** EXTRACT TO READ follows **
First Constitution of Spain

The Political Constitution of the Spanish Monarchy (Constitución Política de la Monarquía Española), also known as the Constitution of Cádiz (Constitución de Cádiz) and nicknamed La Pepa, was the first Constitution of Spain and one of the earliest codified constitutions in world history. The Constitution was ratified on 19 March 1812 by the Cortes of Cádiz, the first Spanish legislature that included delegates from the entire nation and its possessions, including Spanish America and the Philippines. "It defined Spanish and Spanish American liberalism for the early 19th century."

The Constitution of Cádiz emerged as a response to the French occupation in a context of rivalry with the Bayonne Statute imposed by Napoleon. With the notable exception of proclaiming Roman Catholicism as the official and sole legal religion in Spain, the Constitution was one of the most liberal of its time: it affirmed national sovereignty, separation of powers, freedom of the press, free enterprise, abolished corporate privileges (fueros), and established a constitutional monarchy with a parliamentary system. It was one of the first constitutions that allowed universal male suffrage, with some exceptions, through a complex indirect electoral system. It extended political rights for representation to Spanish America and the Philippines, a significant step for the demands of overseas-born Spaniards.
** End of EXTRACT TO READ **
** SUPPLIED MATERIAL follows **
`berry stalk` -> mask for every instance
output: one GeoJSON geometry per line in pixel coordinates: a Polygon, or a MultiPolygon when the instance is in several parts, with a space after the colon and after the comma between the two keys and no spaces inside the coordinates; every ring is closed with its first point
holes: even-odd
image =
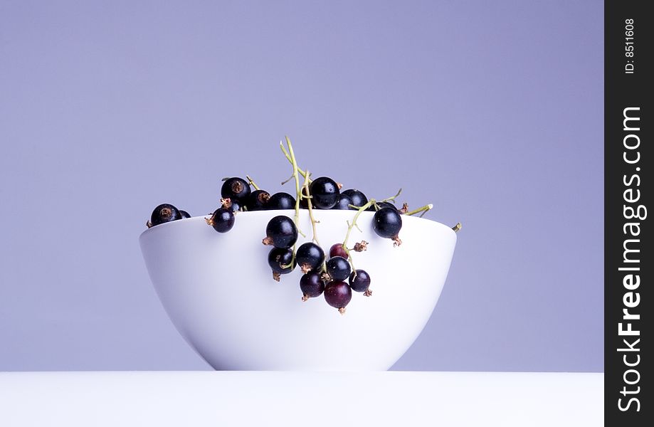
** End of SUPPLIED MATERIAL **
§ **QUESTIONS**
**1)** In the text on Spain's first constitution, on what date did the Cortes of Cádiz ratify the Constitution?
**2)** Do these statements agree with the text on Spain's first constitution? For each, answer yes or no and quote the words that decide it.
(a) The Constitution made Roman Catholicism the official and sole legal religion in Spain.
(b) The Constitution allowed universal male suffrage through a direct electoral system.
(c) The Cortes of Cádiz included delegates only from mainland Spain.
**3)** Edit the text on Spain's first constitution: write it out again starting with "The Constitution of Cádiz emerged" and going on through "of overseas-born Spaniards.", replacing "Napoleon" with "Bonaparte".

§ **SOLUTIONS**
**1)** 19 March 1812.

**2)**
(a) Yes: "proclaiming Roman Catholicism as the official and sole legal religion in Spain"
(b) No: "through a complex indirect electoral system"
(c) No: "included delegates from the entire nation and its possessions, including Spanish America and the Philippines"

**3)**
The Constitution of Cádiz emerged as a response to the French occupation in a context of rivalry with the Bayonne Statute imposed by Bonaparte. With the notable exception of proclaiming Roman Catholicism as the official and sole legal religion in Spain, the Constitution was one of the most liberal of its time: it affirmed national sovereignty, separation of powers, freedom of the press, free enterprise, abolished corporate privileges (fueros), and established a constitutional monarchy with a parliamentary system. It was one of the first constitutions that allowed universal male suffrage, with some exceptions, through a complex indirect electoral system. It extended political rights for representation to Spanish America and the Philippines, a significant step for the demands of overseas-born Spaniards.